Conifere del Nord-America
Non soltanto la curiosità per l'esotico e il nuovo spingevano studiosi e botanici a introdurre nuove piante. Specie nel campo delle conifere fu la necessità di provvedersi di legname da costruzione, appartenente a specie a rapido accrescimento che spinse commercianti e botanici ad arricchire enormemente il patrimonio indigeno con nuove specie.
Nel secolo XVIII. Peter Collinson mise a dimora nel proprio giardino, in Inghilterra, numerose specie di conifere e di querce. Importanti furono douglasia e abete di sitka. Gli Orti Botanici delle Università di Oxford e di Edimburgo costruirono apposite collezioni, verso la metà del secolo XIX, al fine di valutare le possibilità offerte in coltura dalle conifere dell'America settentrionale, La Società Orticola di Londra inviò, nel 1804. David Douglas nelle foreste di conifere delle coste occidentali dell'America settentrionale. Verso il 1827. per primo, raccolse i semi di quell'abete, la douglasia, che poi prese il suo nome e anche di altre conifere e di numerose altre specie arboree. La douglasia (Pseudotsuga douiglasii, o meglio, Pseudotsuga menziesii) venne in
realtà scoperta da Menzies ma fu portata in Inghilterra da Douglas. Douglas mori a 35 anni nelle isole Hawaii, dopo aver contribuito alla introduzione in Europa di numerose nuove specie.
Nel 1840, William Lobb, viaggiando per conto dei vivaisti Veitch, si recò nell'America meridionale, in Brasile e in Cile, da dove introdusse Araucaria araucana. Sempre nel 1840, venne effettuata una nuova specifica spedizione, questa volta in California. Il responsabile della spedizione, lo studioso inglese John Jeffrey, rientrò da questo viaggio con numerose specie, tra cui il pino che porta il suo nome e Tsuga hetheropylla. Un viaggio di Lobb in questa regione portò all'introduzione di Sequoiadendron giganteum.
La Cina e il Giappone restarono chiusi agli Europei sino alla fine del secolo XIX. Il loro isolamento culturale e commerciale non impedì, tuttavia, che un missionario francese, Pierre d'Incarvalle, scoprisse in Cina l'ailanto. Al suo ritorno, l'albero fu introdotto in Europa, nel 1751. Sette anni dopo giunse in Europa il gingko, che arrivò dalla Cina attraverso il Giappone. Il larice giapponese fu introdotto nel 1861 insieme con la specie Juniperus chinensis, capostipite di numerose selezioni e ibridi orticoli. Sempre nel secolo scorso, giunsero il cedro dell'Himalaia e i pini e gli abeti di origine cinese.
+ + +
◆ **Attività**
1. Le seguenti affermazioni concordano con il testo sulle conifere? Per ciascuna rispondi sì o no e cita le parole del testo che lo stabiliscono. (a) Araucaria araucana fu introdotta da William Lobb dall'America meridionale. (b) La douglasia fu scoperta da David Douglas. (c) Il larice giapponese fu introdotto nel 1861.
2. Secondo il testo sulle conifere, dove morì David Douglas?
3. Prosegui il testo sulle conifere del Nord-America a partire dall'ultima frase riportata.
Le voci sono materiale a sé, indipendente dal testo sulle conifere.
+ + +
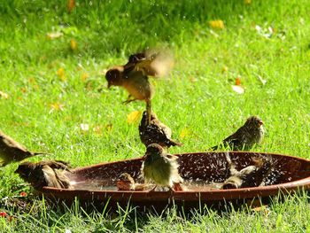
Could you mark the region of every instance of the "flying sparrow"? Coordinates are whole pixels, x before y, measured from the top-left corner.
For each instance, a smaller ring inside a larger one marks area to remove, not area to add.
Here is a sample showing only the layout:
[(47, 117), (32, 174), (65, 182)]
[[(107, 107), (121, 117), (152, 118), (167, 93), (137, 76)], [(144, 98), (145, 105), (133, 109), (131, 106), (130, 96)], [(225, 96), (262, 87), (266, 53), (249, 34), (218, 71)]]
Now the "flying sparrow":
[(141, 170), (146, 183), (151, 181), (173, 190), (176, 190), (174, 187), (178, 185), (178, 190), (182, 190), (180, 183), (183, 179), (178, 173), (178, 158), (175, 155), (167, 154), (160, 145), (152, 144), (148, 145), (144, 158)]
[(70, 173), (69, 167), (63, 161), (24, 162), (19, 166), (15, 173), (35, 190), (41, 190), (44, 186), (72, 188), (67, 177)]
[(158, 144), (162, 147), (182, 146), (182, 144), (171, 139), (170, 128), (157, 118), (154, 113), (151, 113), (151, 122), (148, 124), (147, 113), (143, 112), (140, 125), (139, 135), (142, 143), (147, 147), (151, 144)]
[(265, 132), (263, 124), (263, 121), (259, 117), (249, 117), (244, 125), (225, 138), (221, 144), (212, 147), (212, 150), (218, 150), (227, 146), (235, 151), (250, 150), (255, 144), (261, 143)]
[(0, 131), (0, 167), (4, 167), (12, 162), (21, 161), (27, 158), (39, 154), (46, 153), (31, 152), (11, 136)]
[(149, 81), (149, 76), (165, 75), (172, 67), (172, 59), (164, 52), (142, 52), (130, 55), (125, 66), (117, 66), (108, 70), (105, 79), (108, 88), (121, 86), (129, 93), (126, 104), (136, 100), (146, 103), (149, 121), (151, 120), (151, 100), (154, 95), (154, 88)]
+ + +
◆ **Soluzioni**
1.
(a) Sì: "si recò nell'America meridionale, in Brasile e in Cile, da dove introdusse Araucaria araucana".
(b) No: "scoperta da Menzies ma fu portata in Inghilterra da Douglas".
(c) Sì: "Il larice giapponese fu introdotto nel 1861".

2. Nelle isole Hawaii, a 35 anni.

3.
Molte specie, poi, sono divenute infestanti e si sono enormemente diffuse a scapito della vegetazione spontanea, cosi la robinia, diffusa nei primi decenni del secolo XVII o l'ailanto, giunto come si è visto dalla Cina nella seconda metà del secolo XVIII.
Specie ornamentali dall'Oriente
Anche ad alcuni fondatori di note ditte vivaistiche come il francese Levesque Vilmorin e l'inglese James Veitch si può attribuire il merito di avere diffuso nel nostro Continente specie arboree e arbustive ornamentali di origine lontana.
Tramite alcune spedizioni, congiuntamente finanziate da vivaisti e dalla Società orticola britannica, vennero introdotte numerose specie arboree come Cryptomeria japonica, nel 1842. Abies forrestii, invece, fu introdotta dalla Cina dal missionario Jean Mane Delavay, verso la fine del secolo XIX.
Padre David legò il suo nome a Buddleia davidii e a Davidi involucrata. Dalla Cina, anche in tempi recenti (1946) è stata importata
Metasequoia glyptostroboides, specie nota da tempo come fossile e che si credeva fosse ovunque estinta, fino a che non la si trovò in Cina nel 1941. Questa specie, molto ornamentale coi suoi bronzei riflessi autunnali, arricchisce il giardino in un'epoca in cui i colori sono pochi.